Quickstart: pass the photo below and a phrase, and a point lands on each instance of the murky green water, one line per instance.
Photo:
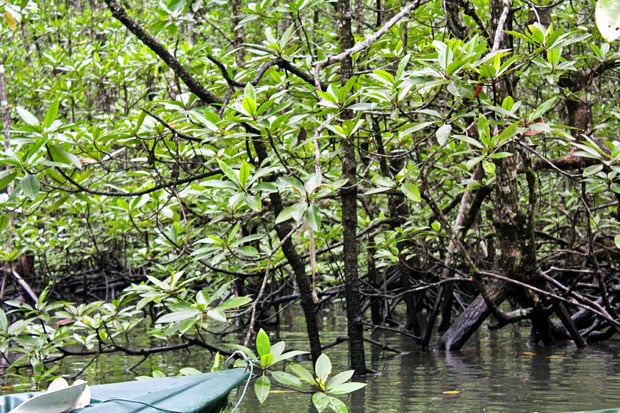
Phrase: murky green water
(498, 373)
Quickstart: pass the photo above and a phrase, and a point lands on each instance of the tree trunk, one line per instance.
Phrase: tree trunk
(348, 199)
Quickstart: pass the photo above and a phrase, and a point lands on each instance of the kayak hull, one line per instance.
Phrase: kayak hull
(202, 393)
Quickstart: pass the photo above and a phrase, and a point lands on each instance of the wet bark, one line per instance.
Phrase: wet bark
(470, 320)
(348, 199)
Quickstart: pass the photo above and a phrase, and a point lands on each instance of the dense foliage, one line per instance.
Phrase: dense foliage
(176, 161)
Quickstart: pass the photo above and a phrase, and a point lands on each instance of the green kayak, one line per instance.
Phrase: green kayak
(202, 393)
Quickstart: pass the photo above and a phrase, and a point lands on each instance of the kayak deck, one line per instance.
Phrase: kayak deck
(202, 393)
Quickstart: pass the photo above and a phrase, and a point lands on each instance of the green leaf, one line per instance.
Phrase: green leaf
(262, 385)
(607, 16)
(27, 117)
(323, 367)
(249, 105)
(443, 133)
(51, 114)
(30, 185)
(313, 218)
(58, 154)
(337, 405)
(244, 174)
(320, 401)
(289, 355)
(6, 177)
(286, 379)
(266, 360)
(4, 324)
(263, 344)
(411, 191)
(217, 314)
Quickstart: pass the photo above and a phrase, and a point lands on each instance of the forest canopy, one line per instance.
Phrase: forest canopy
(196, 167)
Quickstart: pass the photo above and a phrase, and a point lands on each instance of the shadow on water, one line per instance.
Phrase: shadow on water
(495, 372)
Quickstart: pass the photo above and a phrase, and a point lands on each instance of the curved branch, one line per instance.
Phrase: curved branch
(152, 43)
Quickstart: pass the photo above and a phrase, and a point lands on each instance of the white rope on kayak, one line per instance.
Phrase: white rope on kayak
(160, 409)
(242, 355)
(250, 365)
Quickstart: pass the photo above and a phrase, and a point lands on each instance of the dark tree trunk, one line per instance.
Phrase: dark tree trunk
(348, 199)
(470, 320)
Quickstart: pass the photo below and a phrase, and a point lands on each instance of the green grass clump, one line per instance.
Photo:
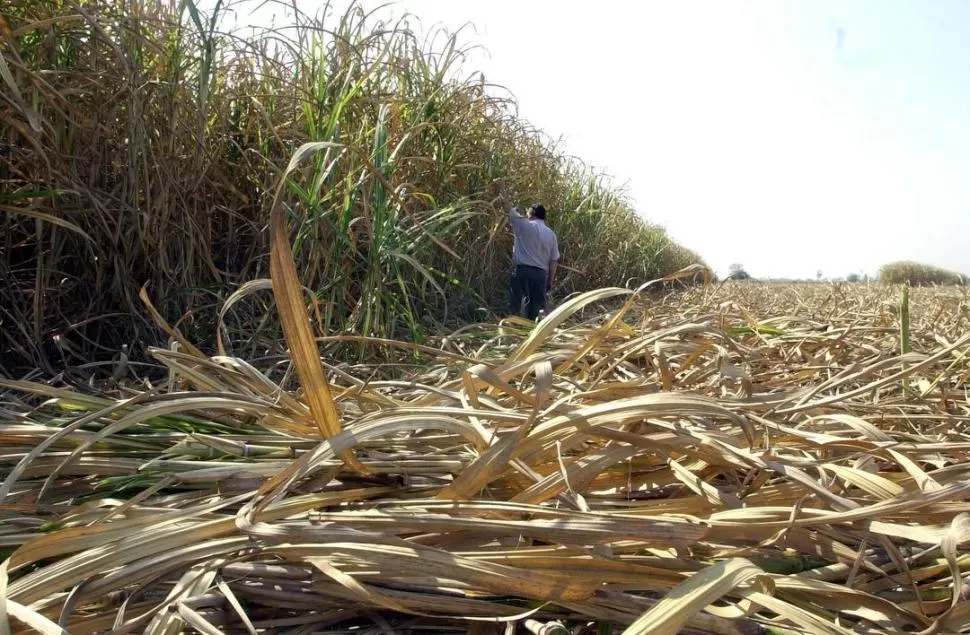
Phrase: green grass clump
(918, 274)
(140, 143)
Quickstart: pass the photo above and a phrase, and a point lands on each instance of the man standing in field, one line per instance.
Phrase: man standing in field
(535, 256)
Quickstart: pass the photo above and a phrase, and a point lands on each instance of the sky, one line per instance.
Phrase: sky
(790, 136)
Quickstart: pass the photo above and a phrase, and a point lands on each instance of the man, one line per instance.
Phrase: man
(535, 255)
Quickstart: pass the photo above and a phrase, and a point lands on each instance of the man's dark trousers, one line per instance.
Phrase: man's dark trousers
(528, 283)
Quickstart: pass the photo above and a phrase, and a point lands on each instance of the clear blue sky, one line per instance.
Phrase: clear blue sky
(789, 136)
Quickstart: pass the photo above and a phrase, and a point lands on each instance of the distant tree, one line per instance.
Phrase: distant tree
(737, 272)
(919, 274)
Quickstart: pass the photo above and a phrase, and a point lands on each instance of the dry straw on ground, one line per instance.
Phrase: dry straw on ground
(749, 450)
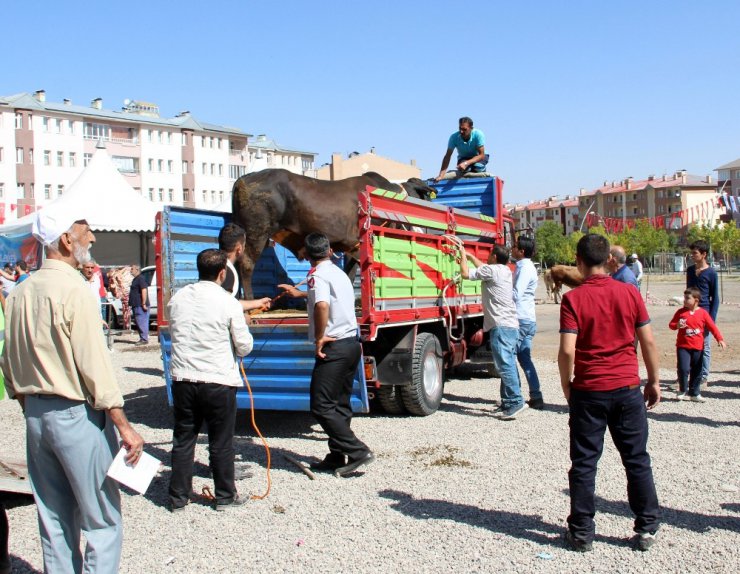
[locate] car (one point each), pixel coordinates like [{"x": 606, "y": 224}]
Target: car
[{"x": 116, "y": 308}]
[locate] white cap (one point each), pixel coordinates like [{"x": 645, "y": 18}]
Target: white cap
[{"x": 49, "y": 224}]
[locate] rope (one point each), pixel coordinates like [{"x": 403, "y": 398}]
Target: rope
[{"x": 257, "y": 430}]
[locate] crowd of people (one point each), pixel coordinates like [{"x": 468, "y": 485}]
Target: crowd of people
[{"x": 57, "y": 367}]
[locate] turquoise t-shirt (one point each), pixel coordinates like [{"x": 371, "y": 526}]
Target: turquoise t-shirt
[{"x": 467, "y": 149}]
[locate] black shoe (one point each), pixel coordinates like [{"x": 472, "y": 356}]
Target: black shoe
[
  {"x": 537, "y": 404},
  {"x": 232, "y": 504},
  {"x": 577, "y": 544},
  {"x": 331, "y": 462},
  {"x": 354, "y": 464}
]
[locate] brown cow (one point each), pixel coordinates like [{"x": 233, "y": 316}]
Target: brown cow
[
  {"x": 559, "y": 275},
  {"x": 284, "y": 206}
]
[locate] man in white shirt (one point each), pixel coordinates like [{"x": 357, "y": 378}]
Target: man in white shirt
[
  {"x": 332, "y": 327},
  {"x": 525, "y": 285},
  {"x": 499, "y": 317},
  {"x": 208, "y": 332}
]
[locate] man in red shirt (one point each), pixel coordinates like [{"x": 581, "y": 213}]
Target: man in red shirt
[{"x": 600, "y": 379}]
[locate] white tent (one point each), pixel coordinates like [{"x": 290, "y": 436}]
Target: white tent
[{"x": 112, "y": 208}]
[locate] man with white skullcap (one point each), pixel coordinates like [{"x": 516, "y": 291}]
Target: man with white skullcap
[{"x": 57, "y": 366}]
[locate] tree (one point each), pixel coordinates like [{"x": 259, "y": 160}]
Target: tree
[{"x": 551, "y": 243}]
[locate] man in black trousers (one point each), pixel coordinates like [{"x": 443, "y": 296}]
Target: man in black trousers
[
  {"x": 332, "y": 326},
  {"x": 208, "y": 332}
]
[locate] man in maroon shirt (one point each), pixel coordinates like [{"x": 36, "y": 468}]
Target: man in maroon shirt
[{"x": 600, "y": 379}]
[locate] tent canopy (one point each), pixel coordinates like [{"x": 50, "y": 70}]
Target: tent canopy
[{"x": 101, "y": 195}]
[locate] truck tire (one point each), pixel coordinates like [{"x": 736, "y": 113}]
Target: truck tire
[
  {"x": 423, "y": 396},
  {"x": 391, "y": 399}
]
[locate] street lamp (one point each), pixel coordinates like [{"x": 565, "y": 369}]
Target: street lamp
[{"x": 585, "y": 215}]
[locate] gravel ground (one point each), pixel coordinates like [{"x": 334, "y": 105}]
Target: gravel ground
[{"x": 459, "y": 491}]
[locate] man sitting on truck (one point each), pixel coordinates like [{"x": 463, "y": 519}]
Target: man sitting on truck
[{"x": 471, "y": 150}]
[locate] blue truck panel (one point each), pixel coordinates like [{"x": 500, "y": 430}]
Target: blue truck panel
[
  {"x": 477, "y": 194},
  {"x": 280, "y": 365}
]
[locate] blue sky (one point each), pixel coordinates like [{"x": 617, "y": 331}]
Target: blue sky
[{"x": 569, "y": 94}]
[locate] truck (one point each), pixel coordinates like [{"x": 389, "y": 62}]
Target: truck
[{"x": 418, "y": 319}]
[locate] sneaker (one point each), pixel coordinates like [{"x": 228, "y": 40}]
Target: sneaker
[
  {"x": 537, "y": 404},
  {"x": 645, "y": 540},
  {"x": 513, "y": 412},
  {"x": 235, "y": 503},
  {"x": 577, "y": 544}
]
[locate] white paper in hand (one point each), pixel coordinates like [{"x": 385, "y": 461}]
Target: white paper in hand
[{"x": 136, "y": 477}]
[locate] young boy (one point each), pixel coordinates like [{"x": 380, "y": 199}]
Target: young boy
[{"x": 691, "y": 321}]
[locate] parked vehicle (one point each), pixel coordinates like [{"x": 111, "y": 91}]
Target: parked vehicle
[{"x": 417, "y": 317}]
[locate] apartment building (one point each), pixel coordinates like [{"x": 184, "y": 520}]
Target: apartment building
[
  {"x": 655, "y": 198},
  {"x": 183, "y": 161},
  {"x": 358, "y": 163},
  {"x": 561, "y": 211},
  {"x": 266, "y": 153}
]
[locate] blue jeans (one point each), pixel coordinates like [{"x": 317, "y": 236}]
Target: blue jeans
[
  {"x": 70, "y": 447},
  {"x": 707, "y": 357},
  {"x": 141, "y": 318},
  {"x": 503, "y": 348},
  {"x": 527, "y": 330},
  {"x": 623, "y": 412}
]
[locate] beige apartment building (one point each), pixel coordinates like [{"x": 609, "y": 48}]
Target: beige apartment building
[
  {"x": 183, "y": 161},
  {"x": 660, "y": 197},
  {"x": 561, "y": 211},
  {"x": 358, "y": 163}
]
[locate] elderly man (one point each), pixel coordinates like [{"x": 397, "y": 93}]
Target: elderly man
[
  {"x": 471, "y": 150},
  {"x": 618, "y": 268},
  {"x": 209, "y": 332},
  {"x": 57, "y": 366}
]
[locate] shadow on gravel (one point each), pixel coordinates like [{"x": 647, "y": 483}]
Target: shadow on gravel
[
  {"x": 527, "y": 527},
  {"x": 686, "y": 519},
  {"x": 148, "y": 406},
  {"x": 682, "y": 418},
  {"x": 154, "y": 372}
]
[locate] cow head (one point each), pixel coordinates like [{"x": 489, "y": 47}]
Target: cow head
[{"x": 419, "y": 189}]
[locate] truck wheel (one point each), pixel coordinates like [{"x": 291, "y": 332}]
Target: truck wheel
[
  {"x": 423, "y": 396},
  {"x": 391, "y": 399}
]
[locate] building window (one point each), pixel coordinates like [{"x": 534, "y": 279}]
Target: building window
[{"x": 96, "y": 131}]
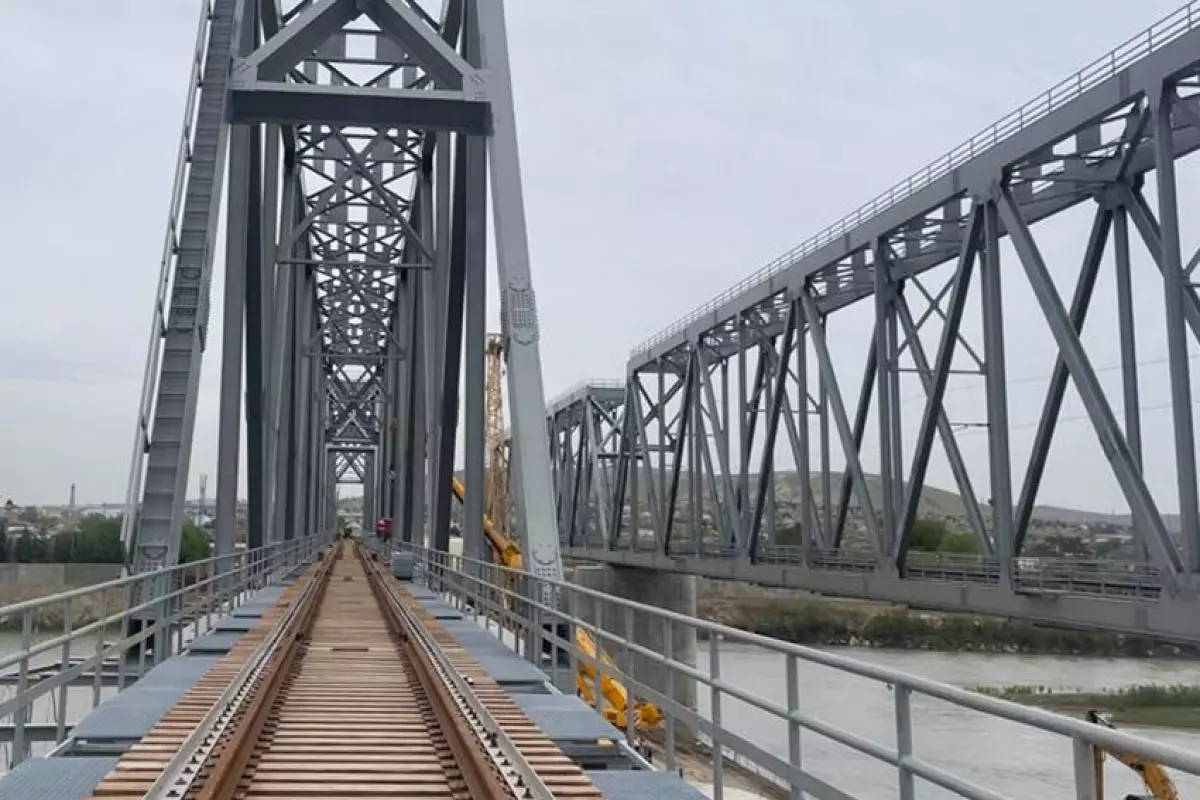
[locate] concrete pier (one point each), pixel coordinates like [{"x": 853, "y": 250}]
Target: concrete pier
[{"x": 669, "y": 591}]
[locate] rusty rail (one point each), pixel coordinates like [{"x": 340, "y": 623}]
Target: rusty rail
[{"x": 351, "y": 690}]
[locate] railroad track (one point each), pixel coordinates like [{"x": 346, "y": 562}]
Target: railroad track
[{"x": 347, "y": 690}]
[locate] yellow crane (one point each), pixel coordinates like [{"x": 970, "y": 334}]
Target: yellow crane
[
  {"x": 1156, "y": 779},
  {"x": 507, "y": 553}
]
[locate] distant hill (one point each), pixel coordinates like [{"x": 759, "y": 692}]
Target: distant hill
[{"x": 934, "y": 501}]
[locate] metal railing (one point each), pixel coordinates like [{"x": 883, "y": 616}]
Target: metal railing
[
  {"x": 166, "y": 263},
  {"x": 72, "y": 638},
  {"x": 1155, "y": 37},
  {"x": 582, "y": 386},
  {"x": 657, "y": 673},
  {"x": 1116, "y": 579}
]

» Task details: In the records above, each line with the string "below" should be copied.

» Solution to this exercise:
Quickstart: pass the photo below and a phrase, and a point lands on each instance of the murky green water, one line per instance.
Quickstart: pass the photo below and a phrase, and a point lands on each instance of the green grass clump, one line per instance.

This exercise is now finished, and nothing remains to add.